» WRITTEN REQUEST:
Transcribe the records word for word, from the line that contains "Practice step: locate the smiling" through the end of the records.

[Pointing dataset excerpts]
○ ○ ○ ○ ○

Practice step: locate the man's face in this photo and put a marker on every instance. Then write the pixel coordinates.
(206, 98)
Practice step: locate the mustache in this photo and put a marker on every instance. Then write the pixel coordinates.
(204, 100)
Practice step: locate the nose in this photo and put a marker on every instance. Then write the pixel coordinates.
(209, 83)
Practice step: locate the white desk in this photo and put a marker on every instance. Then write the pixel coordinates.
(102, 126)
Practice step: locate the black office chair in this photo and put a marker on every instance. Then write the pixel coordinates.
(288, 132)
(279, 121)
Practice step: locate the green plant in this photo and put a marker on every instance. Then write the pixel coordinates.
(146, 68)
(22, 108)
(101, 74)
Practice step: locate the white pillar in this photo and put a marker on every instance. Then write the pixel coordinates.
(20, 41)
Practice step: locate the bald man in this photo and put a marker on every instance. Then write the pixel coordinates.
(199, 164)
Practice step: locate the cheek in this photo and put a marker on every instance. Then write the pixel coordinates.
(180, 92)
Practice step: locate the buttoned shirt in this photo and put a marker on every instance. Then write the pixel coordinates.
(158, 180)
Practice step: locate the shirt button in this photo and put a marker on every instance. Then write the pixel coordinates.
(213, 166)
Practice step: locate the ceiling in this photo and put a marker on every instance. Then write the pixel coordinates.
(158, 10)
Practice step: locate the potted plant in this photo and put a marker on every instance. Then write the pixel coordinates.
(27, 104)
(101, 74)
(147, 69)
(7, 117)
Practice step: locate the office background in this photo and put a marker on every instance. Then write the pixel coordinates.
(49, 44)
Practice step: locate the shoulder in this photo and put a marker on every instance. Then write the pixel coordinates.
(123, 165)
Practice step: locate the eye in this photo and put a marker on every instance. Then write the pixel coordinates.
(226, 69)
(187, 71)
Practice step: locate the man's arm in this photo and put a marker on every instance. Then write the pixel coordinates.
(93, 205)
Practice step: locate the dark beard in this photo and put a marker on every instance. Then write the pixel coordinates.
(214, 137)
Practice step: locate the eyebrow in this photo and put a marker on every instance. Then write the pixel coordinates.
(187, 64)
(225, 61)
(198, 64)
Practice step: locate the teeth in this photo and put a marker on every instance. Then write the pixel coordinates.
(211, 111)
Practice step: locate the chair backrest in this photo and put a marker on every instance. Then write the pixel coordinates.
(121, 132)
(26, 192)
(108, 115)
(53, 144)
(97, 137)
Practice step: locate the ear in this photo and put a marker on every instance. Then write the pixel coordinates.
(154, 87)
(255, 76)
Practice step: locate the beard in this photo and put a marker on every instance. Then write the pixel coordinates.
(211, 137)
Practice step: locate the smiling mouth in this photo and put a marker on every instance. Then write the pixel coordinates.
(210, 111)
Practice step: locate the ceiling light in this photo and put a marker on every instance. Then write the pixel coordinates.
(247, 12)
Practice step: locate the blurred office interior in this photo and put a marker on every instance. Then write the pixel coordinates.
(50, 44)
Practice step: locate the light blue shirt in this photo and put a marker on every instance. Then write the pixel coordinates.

○ ○ ○ ○ ○

» TASK SOLUTION:
Practice step: locate the smiling mouth in this photo and put a marker on every instance. Then write the pixel coordinates.
(210, 111)
Practice step: locate the ceiling light in this photo and put a marker on every instance. Then write the pixel coordinates.
(247, 12)
Practice step: locate the blurred office interior in this photo and put a marker on every instance. Then write the pixel coordinates.
(50, 44)
Practice step: locate the light blue shirt in this photo and put a marker on every instance. Then write the pixel coordinates.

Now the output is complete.